- _Input_
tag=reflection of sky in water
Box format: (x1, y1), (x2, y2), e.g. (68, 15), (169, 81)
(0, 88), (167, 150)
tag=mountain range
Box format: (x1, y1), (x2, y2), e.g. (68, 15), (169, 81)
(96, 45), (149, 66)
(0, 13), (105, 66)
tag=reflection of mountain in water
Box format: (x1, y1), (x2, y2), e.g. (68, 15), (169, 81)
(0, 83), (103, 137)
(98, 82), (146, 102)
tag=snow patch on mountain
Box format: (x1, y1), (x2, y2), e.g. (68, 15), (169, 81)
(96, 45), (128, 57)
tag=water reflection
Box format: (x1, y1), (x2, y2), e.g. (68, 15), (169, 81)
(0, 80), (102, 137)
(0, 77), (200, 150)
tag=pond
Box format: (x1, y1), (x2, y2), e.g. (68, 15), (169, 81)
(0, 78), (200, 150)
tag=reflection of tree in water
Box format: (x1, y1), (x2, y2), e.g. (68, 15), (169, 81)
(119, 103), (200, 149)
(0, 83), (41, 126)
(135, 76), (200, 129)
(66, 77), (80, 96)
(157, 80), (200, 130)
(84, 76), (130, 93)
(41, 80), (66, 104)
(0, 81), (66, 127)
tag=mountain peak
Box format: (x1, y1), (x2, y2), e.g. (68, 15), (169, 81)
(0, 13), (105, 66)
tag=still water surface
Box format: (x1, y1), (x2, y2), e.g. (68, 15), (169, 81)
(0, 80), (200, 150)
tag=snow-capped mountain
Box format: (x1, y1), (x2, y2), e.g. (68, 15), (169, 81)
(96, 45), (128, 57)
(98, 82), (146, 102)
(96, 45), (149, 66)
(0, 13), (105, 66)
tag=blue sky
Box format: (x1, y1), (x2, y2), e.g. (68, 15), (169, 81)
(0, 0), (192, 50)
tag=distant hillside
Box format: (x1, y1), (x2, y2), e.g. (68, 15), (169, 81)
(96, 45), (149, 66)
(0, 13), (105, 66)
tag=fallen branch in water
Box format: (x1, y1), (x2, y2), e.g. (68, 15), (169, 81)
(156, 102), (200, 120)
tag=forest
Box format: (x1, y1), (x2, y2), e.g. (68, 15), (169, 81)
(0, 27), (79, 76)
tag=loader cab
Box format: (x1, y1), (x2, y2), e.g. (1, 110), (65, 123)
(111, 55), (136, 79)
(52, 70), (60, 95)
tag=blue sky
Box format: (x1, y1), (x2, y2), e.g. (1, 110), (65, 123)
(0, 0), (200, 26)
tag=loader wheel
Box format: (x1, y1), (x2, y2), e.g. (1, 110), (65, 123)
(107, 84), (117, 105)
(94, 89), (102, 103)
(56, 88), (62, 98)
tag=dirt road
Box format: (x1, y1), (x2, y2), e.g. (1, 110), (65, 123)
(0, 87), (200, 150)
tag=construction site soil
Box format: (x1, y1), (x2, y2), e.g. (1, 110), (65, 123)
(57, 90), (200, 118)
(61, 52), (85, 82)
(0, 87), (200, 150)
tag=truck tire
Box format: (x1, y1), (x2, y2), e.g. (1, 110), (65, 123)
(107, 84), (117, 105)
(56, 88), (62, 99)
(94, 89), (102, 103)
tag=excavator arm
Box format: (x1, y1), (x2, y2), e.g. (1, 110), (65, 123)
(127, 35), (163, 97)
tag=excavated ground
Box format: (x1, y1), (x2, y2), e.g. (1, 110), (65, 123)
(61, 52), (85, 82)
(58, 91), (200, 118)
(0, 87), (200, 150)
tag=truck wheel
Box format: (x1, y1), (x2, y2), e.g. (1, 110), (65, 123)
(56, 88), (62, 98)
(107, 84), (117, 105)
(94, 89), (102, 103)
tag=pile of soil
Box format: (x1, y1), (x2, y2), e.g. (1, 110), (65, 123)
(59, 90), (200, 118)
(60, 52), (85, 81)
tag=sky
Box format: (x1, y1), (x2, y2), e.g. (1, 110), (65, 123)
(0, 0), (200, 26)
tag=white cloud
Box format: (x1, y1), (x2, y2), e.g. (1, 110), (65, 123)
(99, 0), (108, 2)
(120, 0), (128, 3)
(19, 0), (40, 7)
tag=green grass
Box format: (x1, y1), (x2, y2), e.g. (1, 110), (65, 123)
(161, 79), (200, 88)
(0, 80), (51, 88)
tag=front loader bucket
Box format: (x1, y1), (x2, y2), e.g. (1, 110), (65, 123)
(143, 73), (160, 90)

- _Job_
Retype the material above, line by line, exactly.

- _Completed exercise_
tag=reflection of sky in water
Box format: (x1, y1), (x2, y2), e.g. (68, 15), (169, 81)
(0, 88), (167, 150)
tag=mountain range
Box format: (x1, y1), (x2, y2), e.g. (68, 15), (169, 81)
(96, 45), (149, 66)
(0, 13), (105, 66)
tag=reflection of mountain in water
Box format: (x1, y1), (x2, y2), e.g. (68, 15), (169, 81)
(0, 83), (103, 137)
(98, 82), (146, 102)
tag=snow patch on mountain
Box format: (x1, y1), (x2, y2), e.g. (68, 15), (169, 81)
(96, 45), (128, 57)
tag=water reflection
Box format: (x1, y1), (x2, y2), e.g. (68, 15), (169, 81)
(0, 80), (102, 137)
(0, 77), (200, 150)
tag=pond
Box format: (x1, y1), (x2, y2), e.g. (68, 15), (169, 81)
(0, 78), (200, 150)
tag=reflection of tree in water
Box format: (x1, y1), (x2, y2), e.g. (68, 15), (169, 81)
(119, 103), (200, 149)
(0, 83), (41, 126)
(135, 76), (200, 129)
(66, 77), (80, 96)
(157, 80), (200, 130)
(84, 76), (130, 93)
(41, 80), (66, 104)
(0, 81), (66, 127)
tag=mountain peak
Box format: (x1, y1), (x2, y2), e.g. (68, 15), (169, 81)
(0, 13), (105, 66)
tag=still water surface
Box format: (x1, y1), (x2, y2), e.g. (68, 15), (169, 81)
(0, 80), (200, 150)
tag=snow-capped mountain
Box format: (x1, y1), (x2, y2), e.g. (68, 15), (169, 81)
(96, 45), (128, 57)
(98, 82), (146, 102)
(96, 45), (149, 66)
(0, 13), (105, 66)
tag=blue sky
Box format: (x1, y1), (x2, y2), e.g. (68, 15), (169, 81)
(0, 0), (192, 50)
tag=distant hillside
Box format: (x1, y1), (x2, y2), e.g. (68, 15), (169, 81)
(96, 45), (149, 66)
(0, 13), (105, 66)
tag=fallen branch in water
Box format: (x1, y1), (x2, y2), e.g. (68, 15), (169, 81)
(156, 102), (200, 120)
tag=forest
Box format: (x1, y1), (x2, y2), e.g. (68, 15), (169, 81)
(0, 27), (79, 76)
tag=loader cab
Box format: (x1, y1), (x2, y2), e.g. (1, 110), (65, 123)
(111, 55), (136, 79)
(52, 70), (60, 95)
tag=blue sky
Box format: (x1, y1), (x2, y2), e.g. (1, 110), (65, 123)
(0, 0), (200, 26)
tag=loader wheel
Box format: (x1, y1), (x2, y2), e.g. (1, 110), (65, 123)
(107, 84), (117, 105)
(94, 89), (102, 103)
(56, 88), (62, 98)
tag=dirt road
Box format: (x1, y1), (x2, y2), e.g. (1, 110), (65, 123)
(0, 87), (200, 150)
tag=construction site soil
Box format: (x1, y1), (x2, y2), e.g. (1, 110), (65, 123)
(57, 90), (200, 118)
(61, 52), (85, 82)
(0, 87), (200, 150)
tag=truck tire
Box format: (x1, y1), (x2, y2), e.g. (1, 110), (65, 123)
(107, 84), (117, 105)
(56, 88), (62, 99)
(94, 89), (102, 103)
tag=excavator arm
Box format: (x1, y1), (x2, y2), e.g. (1, 110), (65, 123)
(127, 35), (163, 97)
tag=excavated ground
Box format: (x1, y1), (x2, y2), e.g. (1, 110), (65, 123)
(61, 52), (85, 82)
(58, 91), (200, 118)
(0, 87), (200, 150)
tag=truck wheel
Box format: (x1, y1), (x2, y2), e.g. (1, 110), (65, 123)
(56, 88), (62, 98)
(107, 84), (117, 105)
(94, 89), (102, 103)
tag=pile of soil
Box format: (x1, y1), (x2, y2), e.g. (1, 110), (65, 123)
(59, 90), (200, 118)
(60, 52), (85, 81)
tag=sky
Box format: (x1, y1), (x2, y2), e.g. (1, 110), (65, 123)
(0, 0), (200, 26)
tag=white cloud
Box format: (x1, y1), (x2, y2), e.g. (1, 110), (65, 123)
(99, 0), (108, 2)
(120, 0), (128, 3)
(19, 0), (40, 7)
tag=green grass
Box format: (x1, y1), (x2, y2), e.g. (1, 110), (65, 123)
(161, 79), (200, 88)
(0, 80), (51, 88)
tag=front loader bucket
Box format: (x1, y1), (x2, y2), e.g. (1, 110), (65, 123)
(143, 73), (160, 90)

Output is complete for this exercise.